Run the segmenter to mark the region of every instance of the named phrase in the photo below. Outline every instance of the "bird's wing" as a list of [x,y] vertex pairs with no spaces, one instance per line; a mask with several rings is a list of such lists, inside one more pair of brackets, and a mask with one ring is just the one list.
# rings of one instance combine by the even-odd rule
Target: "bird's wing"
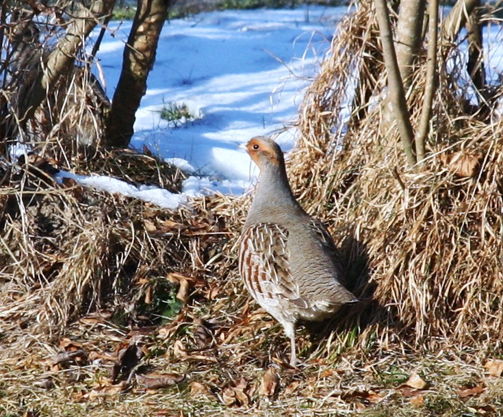
[[254,298],[285,301],[300,308],[309,306],[290,271],[288,231],[276,224],[245,227],[240,248],[240,272]]
[[309,219],[309,228],[316,233],[320,239],[320,244],[323,247],[323,249],[330,255],[339,269],[340,276],[337,277],[337,278],[339,279],[342,279],[344,276],[342,272],[342,264],[341,263],[341,255],[335,246],[332,235],[330,234],[326,227],[316,218],[313,218],[311,217]]

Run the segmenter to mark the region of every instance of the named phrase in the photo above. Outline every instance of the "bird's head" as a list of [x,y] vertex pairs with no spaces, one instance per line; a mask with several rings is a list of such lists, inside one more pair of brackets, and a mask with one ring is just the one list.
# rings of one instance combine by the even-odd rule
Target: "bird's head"
[[244,148],[261,171],[267,167],[281,168],[285,166],[283,151],[272,139],[256,136],[250,139]]

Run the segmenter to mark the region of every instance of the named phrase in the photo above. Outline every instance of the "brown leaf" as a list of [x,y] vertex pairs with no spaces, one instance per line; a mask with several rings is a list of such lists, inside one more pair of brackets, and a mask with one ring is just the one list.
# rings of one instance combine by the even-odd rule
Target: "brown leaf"
[[82,362],[86,359],[86,352],[83,349],[70,352],[58,352],[53,356],[53,364],[57,365],[69,362],[74,359],[77,359],[77,362]]
[[198,395],[210,396],[211,393],[209,392],[209,390],[208,390],[208,388],[207,388],[206,386],[203,385],[201,382],[192,381],[190,383],[190,395],[191,396],[197,396]]
[[279,377],[276,370],[270,367],[266,371],[262,377],[262,381],[259,388],[259,394],[260,395],[266,395],[267,396],[272,396],[279,386]]
[[60,340],[60,348],[67,352],[73,352],[81,349],[82,344],[68,338],[63,338]]
[[151,286],[149,286],[145,289],[145,304],[151,304],[152,303],[152,287]]
[[411,397],[411,404],[415,407],[422,407],[424,405],[424,397],[420,394]]
[[292,394],[298,388],[298,386],[300,385],[300,383],[298,381],[294,381],[293,382],[291,382],[286,387],[285,387],[285,394]]
[[143,225],[145,227],[145,230],[147,231],[155,231],[157,228],[155,227],[155,225],[154,225],[153,222],[145,218],[143,220]]
[[54,381],[52,380],[52,378],[42,378],[38,381],[34,381],[33,384],[39,388],[50,390],[54,386]]
[[87,396],[90,400],[95,400],[103,397],[114,396],[120,394],[122,390],[123,387],[122,385],[100,387],[99,388],[92,390],[87,395],[84,395],[84,397]]
[[121,373],[127,375],[128,381],[129,381],[136,366],[140,363],[140,360],[143,356],[143,351],[136,342],[133,340],[129,342],[126,348],[123,348],[118,351],[117,359],[114,363],[112,369],[112,381],[115,382]]
[[487,372],[491,377],[501,377],[502,373],[503,373],[503,360],[490,359],[485,363],[484,368],[487,370]]
[[440,160],[452,173],[460,177],[473,177],[482,158],[480,153],[459,151],[453,153],[442,153]]
[[136,374],[136,381],[141,382],[147,390],[157,390],[180,383],[185,379],[185,375],[177,374],[160,374],[151,372],[146,375]]
[[181,340],[175,340],[173,344],[173,353],[177,357],[187,357],[189,355]]
[[467,396],[473,396],[474,395],[478,395],[485,391],[485,388],[482,386],[477,386],[473,388],[461,388],[456,392],[460,397],[466,398]]
[[417,372],[413,372],[404,385],[416,390],[424,390],[428,386],[428,383],[420,377]]
[[182,303],[185,303],[189,298],[190,283],[187,279],[181,279],[179,282],[180,286],[178,288],[178,292],[177,292],[177,298]]
[[378,403],[381,403],[384,399],[384,397],[382,396],[381,394],[379,394],[378,392],[375,392],[374,391],[370,390],[367,392],[365,399],[369,403],[372,403],[373,404],[377,404]]
[[226,405],[235,405],[237,407],[247,407],[248,404],[248,395],[244,390],[248,386],[248,381],[241,378],[234,387],[227,387],[222,392],[222,400]]

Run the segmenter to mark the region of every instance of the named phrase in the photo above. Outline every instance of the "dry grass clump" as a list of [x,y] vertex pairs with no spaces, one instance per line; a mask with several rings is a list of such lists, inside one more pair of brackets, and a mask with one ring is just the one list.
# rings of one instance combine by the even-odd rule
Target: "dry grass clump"
[[[220,244],[212,233],[223,226],[209,212],[172,213],[72,181],[48,182],[27,173],[0,189],[0,331],[9,337],[23,329],[62,334],[70,320],[100,308],[138,320],[146,283],[197,270],[208,247]],[[173,285],[165,281],[165,290]]]
[[[348,248],[350,270],[355,258],[367,263],[370,277],[361,274],[354,283],[358,295],[378,303],[367,336],[376,332],[385,346],[398,335],[416,346],[438,347],[447,338],[497,349],[503,335],[503,121],[493,109],[491,117],[468,113],[468,96],[453,88],[444,65],[429,155],[417,171],[404,169],[396,135],[382,133],[383,86],[374,75],[383,65],[372,16],[363,2],[343,21],[307,94],[290,159],[294,186],[341,240],[357,242]],[[420,57],[416,65],[424,64]],[[424,73],[416,72],[417,88],[409,97],[414,125]],[[356,79],[357,73],[363,75]],[[341,109],[352,104],[346,123]]]

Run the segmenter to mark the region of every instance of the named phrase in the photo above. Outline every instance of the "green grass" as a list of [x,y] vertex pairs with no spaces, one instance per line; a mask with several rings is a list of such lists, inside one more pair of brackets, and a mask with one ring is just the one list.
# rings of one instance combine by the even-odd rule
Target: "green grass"
[[169,122],[173,127],[179,127],[189,121],[193,121],[195,117],[189,112],[185,103],[168,103],[162,106],[160,110],[161,118]]

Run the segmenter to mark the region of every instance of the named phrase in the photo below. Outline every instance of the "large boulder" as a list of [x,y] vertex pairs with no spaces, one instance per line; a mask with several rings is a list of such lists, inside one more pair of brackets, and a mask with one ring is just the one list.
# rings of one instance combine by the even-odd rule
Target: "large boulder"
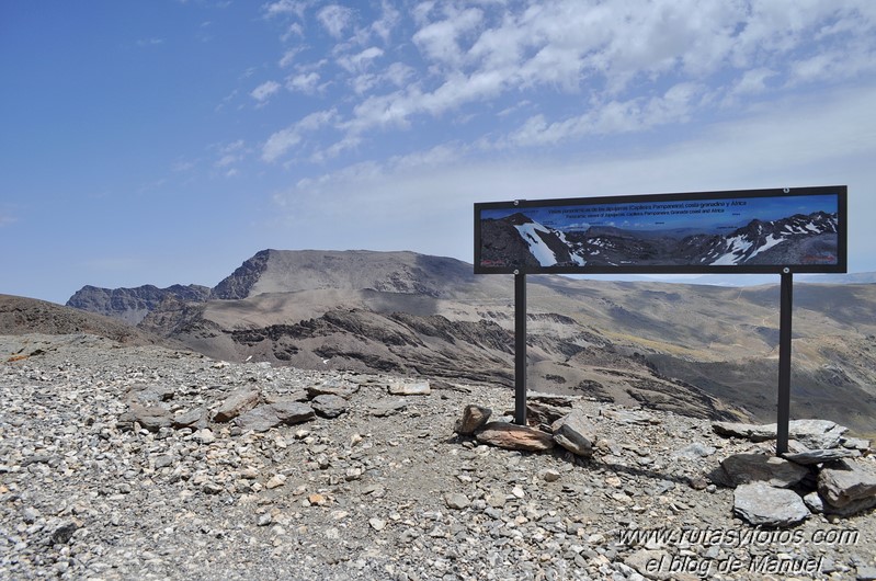
[[787,527],[809,516],[803,499],[793,490],[765,482],[740,485],[733,492],[733,512],[754,526]]
[[542,452],[554,447],[550,434],[509,422],[490,422],[477,434],[478,442],[501,448]]
[[721,460],[730,485],[765,482],[778,488],[790,488],[809,475],[809,469],[769,454],[733,454]]
[[[821,468],[818,493],[827,512],[853,513],[876,506],[876,474],[854,460],[837,460]],[[831,511],[830,509],[838,509]]]
[[463,418],[456,422],[455,431],[459,435],[473,435],[485,425],[492,415],[490,408],[469,405],[463,410]]
[[572,410],[551,425],[554,442],[577,456],[589,458],[596,442],[596,428],[583,411]]
[[247,387],[235,389],[216,409],[213,419],[217,422],[231,421],[241,413],[254,408],[260,399],[261,394],[259,394],[258,389]]

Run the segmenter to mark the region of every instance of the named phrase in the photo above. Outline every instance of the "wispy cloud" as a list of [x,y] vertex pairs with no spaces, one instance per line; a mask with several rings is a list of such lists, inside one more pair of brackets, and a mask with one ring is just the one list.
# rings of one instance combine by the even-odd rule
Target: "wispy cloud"
[[250,92],[250,96],[260,103],[264,103],[274,93],[280,91],[281,84],[276,81],[265,81]]

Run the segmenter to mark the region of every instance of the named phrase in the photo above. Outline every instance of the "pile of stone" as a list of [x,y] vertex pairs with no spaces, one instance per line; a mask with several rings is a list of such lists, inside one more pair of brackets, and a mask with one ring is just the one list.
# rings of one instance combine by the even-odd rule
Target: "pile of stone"
[[[469,405],[456,433],[507,449],[545,452],[555,446],[590,458],[599,431],[587,414],[572,408],[574,397],[535,395],[527,402],[534,425],[513,423],[509,413],[490,421],[492,410]],[[607,410],[615,421],[648,423],[642,410]],[[750,442],[775,440],[775,424],[715,422],[715,433]],[[790,422],[790,452],[733,454],[708,474],[714,485],[733,488],[733,513],[755,526],[787,527],[811,513],[849,516],[876,506],[876,474],[855,463],[869,453],[869,442],[844,434],[847,429],[827,420]],[[692,482],[695,486],[696,482]],[[707,486],[707,485],[704,485]]]
[[[217,367],[228,364],[219,362]],[[428,396],[429,381],[396,380],[385,386],[393,396]],[[282,425],[294,425],[314,420],[317,415],[333,419],[350,408],[349,399],[359,391],[360,384],[339,378],[328,378],[283,396],[263,394],[257,386],[235,389],[213,405],[194,408],[174,406],[175,390],[163,386],[148,386],[133,389],[127,395],[127,410],[118,418],[120,430],[140,429],[167,433],[170,430],[190,430],[195,435],[209,437],[211,420],[224,424],[231,423],[231,435],[247,431],[266,432]],[[405,408],[403,402],[395,402],[393,410]],[[174,412],[175,410],[175,412]],[[374,410],[375,415],[387,410]],[[384,412],[384,413],[382,413]]]
[[[776,437],[776,424],[716,422],[713,429],[751,442]],[[876,506],[876,474],[855,460],[869,452],[869,442],[846,432],[828,420],[795,420],[782,457],[736,454],[709,476],[736,488],[733,511],[753,525],[792,526],[810,513],[857,514]]]
[[526,411],[538,428],[513,423],[509,414],[491,422],[491,409],[466,406],[456,433],[475,436],[482,444],[524,452],[544,452],[559,445],[576,456],[589,458],[593,455],[596,428],[582,410],[571,408],[577,399],[580,398],[534,395]]

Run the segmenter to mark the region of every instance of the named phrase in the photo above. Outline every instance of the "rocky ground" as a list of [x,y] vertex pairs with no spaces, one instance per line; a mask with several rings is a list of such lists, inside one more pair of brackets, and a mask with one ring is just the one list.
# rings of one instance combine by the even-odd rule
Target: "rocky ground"
[[[770,442],[583,399],[592,458],[509,451],[454,425],[470,403],[512,410],[510,390],[390,392],[407,379],[0,337],[0,578],[876,578],[873,512],[733,515],[707,475]],[[343,401],[264,431],[215,421],[232,395],[274,413],[317,391]],[[137,406],[186,420],[147,426]]]

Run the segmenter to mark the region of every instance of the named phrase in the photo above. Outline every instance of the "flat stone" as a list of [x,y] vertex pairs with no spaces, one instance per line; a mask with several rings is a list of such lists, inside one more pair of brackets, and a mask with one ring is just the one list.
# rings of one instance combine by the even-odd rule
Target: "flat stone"
[[350,384],[343,379],[331,378],[307,387],[307,395],[310,398],[317,396],[338,396],[344,399],[350,398],[359,391],[359,384]]
[[826,462],[839,460],[841,458],[851,458],[860,456],[861,453],[856,449],[846,448],[831,448],[831,449],[809,449],[806,452],[796,452],[783,454],[782,457],[795,464],[803,464],[810,466],[814,464],[822,464]]
[[271,409],[280,421],[287,425],[307,422],[316,417],[314,408],[297,400],[278,400],[271,403]]
[[429,381],[397,381],[389,384],[391,396],[428,396],[432,392]]
[[207,426],[207,410],[206,408],[195,408],[183,413],[178,413],[173,417],[173,428],[181,430],[183,428],[203,429]]
[[765,482],[772,487],[789,488],[809,475],[809,469],[767,454],[735,454],[721,462],[732,486]]
[[310,400],[310,406],[323,418],[337,418],[344,413],[350,405],[341,396],[322,394]]
[[153,406],[161,401],[169,401],[173,399],[177,390],[170,386],[149,386],[143,389],[132,391],[129,395],[130,400],[136,400],[144,406]]
[[554,441],[577,456],[589,458],[593,455],[596,428],[583,411],[572,410],[551,425]]
[[393,415],[406,409],[408,409],[408,403],[406,401],[387,401],[375,403],[371,407],[369,411],[372,415],[386,418],[387,415]]
[[272,428],[282,424],[273,407],[263,403],[235,418],[235,425],[243,431],[266,432]]
[[602,414],[618,423],[657,424],[660,420],[644,410],[604,410]]
[[448,492],[444,494],[444,503],[448,509],[463,510],[467,509],[471,504],[471,501],[463,493]]
[[794,526],[809,516],[809,509],[799,494],[765,482],[737,487],[733,512],[754,526]]
[[118,418],[120,423],[137,422],[150,432],[158,432],[162,428],[170,428],[173,417],[170,411],[160,406],[143,406],[132,402],[127,413]]
[[576,401],[581,400],[581,396],[560,396],[558,394],[545,394],[544,391],[530,391],[526,395],[527,401],[539,401],[548,406],[560,408],[571,408]]
[[483,426],[492,415],[490,408],[469,405],[463,410],[463,418],[456,422],[456,433],[459,435],[471,435]]
[[508,449],[542,452],[554,447],[554,437],[550,434],[509,422],[490,422],[476,437],[483,444]]
[[217,422],[228,422],[240,415],[241,413],[251,410],[259,403],[260,394],[258,389],[241,388],[232,391],[221,402],[219,408],[213,414],[213,419]]
[[869,440],[864,440],[863,437],[843,437],[840,441],[840,445],[849,449],[869,451]]
[[818,474],[818,492],[832,508],[867,506],[876,498],[876,474],[854,460],[837,460]]
[[[713,422],[712,430],[723,436],[766,442],[776,438],[777,425],[775,423]],[[847,430],[830,420],[792,420],[788,422],[788,438],[798,440],[812,449],[832,448],[840,445],[840,437]]]
[[715,454],[715,448],[713,446],[707,446],[702,442],[694,442],[684,446],[683,448],[675,451],[672,453],[673,458],[683,458],[689,460],[697,460],[699,458],[706,458]]

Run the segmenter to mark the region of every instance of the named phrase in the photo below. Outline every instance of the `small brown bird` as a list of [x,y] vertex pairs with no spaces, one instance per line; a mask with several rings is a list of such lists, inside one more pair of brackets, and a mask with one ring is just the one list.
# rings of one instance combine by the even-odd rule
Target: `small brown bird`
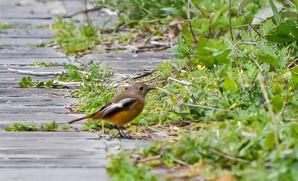
[[132,121],[142,112],[145,105],[145,97],[147,93],[155,89],[149,88],[143,83],[135,84],[126,91],[105,104],[95,113],[74,119],[68,122],[68,123],[72,124],[89,118],[105,120],[115,125],[120,136],[124,137],[119,126]]

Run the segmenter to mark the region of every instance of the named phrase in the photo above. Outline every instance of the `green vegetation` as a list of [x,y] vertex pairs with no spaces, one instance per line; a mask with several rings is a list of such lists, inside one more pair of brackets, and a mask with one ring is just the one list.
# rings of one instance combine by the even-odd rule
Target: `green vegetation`
[[56,130],[66,130],[69,127],[65,125],[61,126],[56,123],[53,120],[51,123],[43,124],[40,127],[37,126],[34,123],[28,124],[21,123],[13,123],[10,126],[5,127],[5,131],[50,131]]
[[[186,171],[162,179],[297,178],[297,16],[277,20],[280,14],[271,1],[275,15],[255,27],[259,31],[242,26],[233,28],[231,34],[228,1],[219,2],[194,4],[210,7],[211,12],[204,14],[214,12],[214,16],[192,18],[195,33],[201,35],[195,38],[183,28],[178,46],[169,49],[177,59],[158,66],[155,73],[166,81],[157,86],[172,94],[149,95],[149,108],[140,118],[158,131],[171,133],[171,141],[112,156],[107,170],[112,180],[149,181],[154,179],[152,175],[135,173],[173,168]],[[254,14],[261,4],[248,4],[244,11]],[[241,25],[235,7],[232,5],[233,27]],[[295,11],[293,6],[289,8]],[[239,17],[242,22],[243,18]],[[173,131],[169,124],[179,128]],[[139,159],[134,158],[136,155]]]
[[65,65],[65,63],[62,64],[62,65],[57,63],[53,63],[53,62],[32,62],[32,66],[34,67],[53,67],[56,66],[58,65]]
[[19,83],[20,88],[28,88],[36,87],[37,88],[43,88],[43,87],[56,87],[56,85],[54,83],[54,79],[47,81],[47,82],[40,82],[33,81],[30,77],[28,76],[27,78],[24,77],[22,79],[22,80]]
[[[107,2],[98,3],[120,10],[118,30],[133,27],[151,37],[164,35],[174,20],[181,20],[182,26],[177,46],[168,49],[176,59],[165,61],[150,76],[137,80],[152,79],[152,84],[168,92],[149,93],[143,113],[124,128],[133,136],[161,132],[168,135],[162,138],[167,141],[156,136],[152,147],[110,156],[107,171],[113,180],[211,180],[230,176],[240,181],[294,181],[298,177],[295,2],[284,1],[285,7],[279,10],[273,0],[270,8],[263,8],[266,0],[239,6],[231,1],[230,8],[227,0],[193,0],[191,30],[184,1]],[[270,18],[251,25],[253,15],[268,9]],[[56,26],[57,41],[69,54],[87,53],[107,40],[138,37],[131,32],[127,38],[98,36],[91,22],[77,28],[60,19]],[[74,93],[79,98],[74,111],[92,114],[123,90],[115,89],[119,80],[107,66],[93,62],[65,66],[67,71],[59,81],[82,83]],[[24,86],[36,85],[25,79]],[[105,131],[117,134],[105,124]],[[88,120],[83,129],[98,130],[101,125],[100,121]],[[178,171],[160,178],[150,173],[152,169]]]

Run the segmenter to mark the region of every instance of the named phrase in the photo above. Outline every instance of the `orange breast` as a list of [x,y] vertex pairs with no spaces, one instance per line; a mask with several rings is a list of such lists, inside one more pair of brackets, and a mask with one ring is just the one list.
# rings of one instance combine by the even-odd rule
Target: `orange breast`
[[138,102],[131,109],[121,111],[114,115],[105,116],[103,119],[111,122],[113,124],[121,125],[132,121],[142,112],[144,104],[141,101]]

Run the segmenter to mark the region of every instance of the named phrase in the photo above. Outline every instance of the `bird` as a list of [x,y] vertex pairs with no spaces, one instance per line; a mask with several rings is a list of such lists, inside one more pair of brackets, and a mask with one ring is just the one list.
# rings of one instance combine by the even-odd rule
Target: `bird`
[[136,83],[109,102],[94,114],[69,121],[69,124],[85,119],[101,119],[110,122],[118,130],[122,138],[123,135],[119,127],[136,118],[143,111],[145,105],[145,97],[148,92],[155,89],[144,83]]

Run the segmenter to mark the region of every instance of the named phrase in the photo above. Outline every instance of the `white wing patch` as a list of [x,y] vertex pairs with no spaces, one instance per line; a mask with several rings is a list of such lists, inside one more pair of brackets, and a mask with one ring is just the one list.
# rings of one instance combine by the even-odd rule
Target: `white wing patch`
[[104,109],[104,111],[109,112],[110,110],[114,109],[116,107],[121,108],[123,107],[123,106],[125,103],[128,103],[130,101],[132,101],[132,98],[126,98],[120,100],[117,103],[113,103],[112,104],[106,107],[105,109]]

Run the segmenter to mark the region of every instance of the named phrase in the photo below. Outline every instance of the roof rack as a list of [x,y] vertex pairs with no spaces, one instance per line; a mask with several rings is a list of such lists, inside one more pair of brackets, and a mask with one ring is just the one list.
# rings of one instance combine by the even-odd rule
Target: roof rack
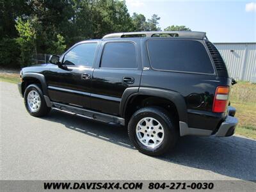
[[105,35],[102,38],[125,38],[125,37],[154,37],[154,36],[179,36],[195,38],[207,38],[205,32],[175,31],[141,31],[128,33],[115,33]]

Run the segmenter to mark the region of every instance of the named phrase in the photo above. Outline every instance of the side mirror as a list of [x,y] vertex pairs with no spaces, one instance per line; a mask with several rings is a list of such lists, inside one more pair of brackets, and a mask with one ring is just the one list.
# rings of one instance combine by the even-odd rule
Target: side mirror
[[231,84],[234,85],[235,84],[237,84],[237,82],[233,78],[231,79]]
[[52,54],[49,58],[49,61],[54,65],[60,65],[60,57],[58,55]]

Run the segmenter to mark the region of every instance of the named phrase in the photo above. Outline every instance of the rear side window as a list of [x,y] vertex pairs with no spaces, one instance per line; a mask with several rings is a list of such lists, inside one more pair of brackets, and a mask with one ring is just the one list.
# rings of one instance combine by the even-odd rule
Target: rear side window
[[213,74],[214,69],[204,46],[186,40],[152,40],[147,47],[153,68]]
[[111,42],[105,45],[100,67],[136,68],[135,45],[129,42]]

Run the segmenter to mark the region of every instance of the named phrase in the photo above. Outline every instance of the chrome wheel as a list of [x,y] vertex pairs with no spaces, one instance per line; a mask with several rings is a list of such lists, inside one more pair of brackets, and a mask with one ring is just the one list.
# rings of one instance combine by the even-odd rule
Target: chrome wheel
[[35,90],[30,91],[27,97],[28,106],[31,112],[36,112],[41,106],[41,99],[38,93]]
[[164,136],[162,125],[152,117],[145,117],[140,120],[136,133],[140,142],[150,148],[156,148],[162,143]]

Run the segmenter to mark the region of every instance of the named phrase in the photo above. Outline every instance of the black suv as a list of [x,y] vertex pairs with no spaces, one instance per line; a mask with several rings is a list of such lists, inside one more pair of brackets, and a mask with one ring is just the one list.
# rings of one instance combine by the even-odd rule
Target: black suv
[[232,80],[204,32],[113,33],[76,44],[51,63],[26,67],[19,90],[30,115],[51,108],[127,125],[139,151],[156,156],[179,136],[229,136]]

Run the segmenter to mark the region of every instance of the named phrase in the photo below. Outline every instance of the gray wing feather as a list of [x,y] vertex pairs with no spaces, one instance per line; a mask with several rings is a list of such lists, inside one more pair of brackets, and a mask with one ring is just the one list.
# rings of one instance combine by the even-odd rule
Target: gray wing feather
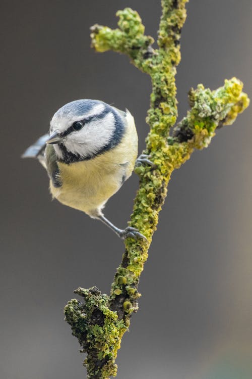
[[51,145],[46,145],[44,157],[46,170],[52,184],[54,187],[61,187],[62,183],[57,163],[57,156]]
[[48,139],[49,134],[44,134],[36,141],[35,144],[30,146],[25,151],[22,158],[35,158],[40,161],[44,159],[44,152],[46,147],[46,141]]

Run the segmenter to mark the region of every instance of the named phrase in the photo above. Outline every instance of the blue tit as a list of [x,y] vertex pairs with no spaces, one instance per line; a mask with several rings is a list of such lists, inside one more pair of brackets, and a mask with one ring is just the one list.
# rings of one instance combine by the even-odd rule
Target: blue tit
[[[100,220],[125,239],[145,237],[135,228],[116,227],[102,209],[131,175],[137,152],[138,135],[130,112],[85,99],[57,111],[49,133],[22,156],[37,158],[45,168],[53,198]],[[142,160],[148,163],[145,156]]]

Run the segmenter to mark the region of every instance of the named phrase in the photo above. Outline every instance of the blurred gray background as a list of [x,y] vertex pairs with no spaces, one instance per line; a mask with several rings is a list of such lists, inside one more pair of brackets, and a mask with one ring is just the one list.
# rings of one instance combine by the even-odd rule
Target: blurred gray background
[[[155,37],[160,3],[2,0],[1,379],[85,377],[62,310],[79,286],[109,291],[123,245],[101,223],[51,202],[45,171],[20,157],[59,107],[81,98],[130,110],[143,149],[149,78],[125,56],[95,53],[89,28],[115,27],[116,11],[131,7]],[[179,118],[198,83],[215,89],[235,75],[252,96],[251,0],[187,8]],[[250,106],[173,174],[118,353],[120,379],[252,377],[251,116]],[[137,187],[134,174],[107,204],[119,226]]]

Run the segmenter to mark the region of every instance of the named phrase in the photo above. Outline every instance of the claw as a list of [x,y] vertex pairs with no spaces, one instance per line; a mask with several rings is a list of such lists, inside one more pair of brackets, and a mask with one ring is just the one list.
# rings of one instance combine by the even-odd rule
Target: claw
[[120,230],[118,234],[122,240],[126,240],[127,238],[133,238],[134,240],[137,240],[138,238],[142,238],[147,241],[147,238],[141,234],[137,229],[132,226],[128,226],[125,229]]
[[137,158],[137,160],[136,161],[135,163],[135,166],[136,167],[139,167],[139,166],[141,166],[143,164],[146,164],[147,165],[149,165],[149,166],[151,166],[152,167],[156,167],[156,165],[153,163],[153,162],[150,161],[148,158],[150,158],[150,156],[148,155],[147,154],[141,154],[141,155],[139,156],[139,157]]

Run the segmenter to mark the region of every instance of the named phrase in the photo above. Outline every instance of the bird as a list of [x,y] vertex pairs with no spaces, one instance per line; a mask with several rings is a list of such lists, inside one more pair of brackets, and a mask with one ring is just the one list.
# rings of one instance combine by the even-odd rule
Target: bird
[[22,156],[37,158],[46,169],[53,199],[100,220],[122,240],[146,239],[136,228],[117,227],[102,211],[135,165],[152,164],[146,155],[137,158],[138,142],[129,111],[82,99],[60,108],[51,119],[49,133]]

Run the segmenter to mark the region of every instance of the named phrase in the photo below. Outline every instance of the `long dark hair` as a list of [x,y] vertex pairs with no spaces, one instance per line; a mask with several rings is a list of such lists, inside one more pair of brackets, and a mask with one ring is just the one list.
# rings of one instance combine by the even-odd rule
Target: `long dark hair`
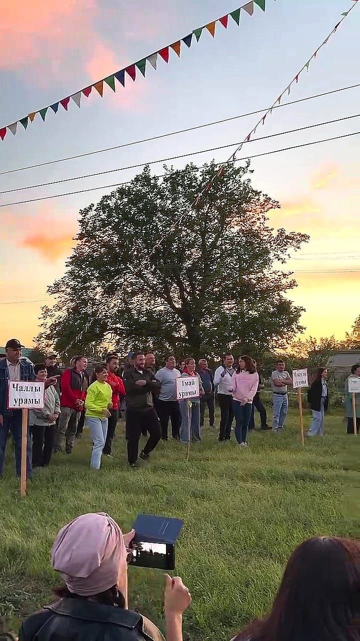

________________________________________

◆ What is asked ◆
Pull out each line above that contains the string "chrome", counting a match only when its upper and lower case letters agree.

◆ Result ◆
Run the segmenter to mark the region of every instance of the named phrase in the photo above. Outline every instance of the chrome wheel as a list of [x,y] vertex pairs with no spaces, one instance per line; a mask with several rings is a list of such lists, inside one more pair of brackets, and a mask with one ring is just the one list.
Target: chrome wheel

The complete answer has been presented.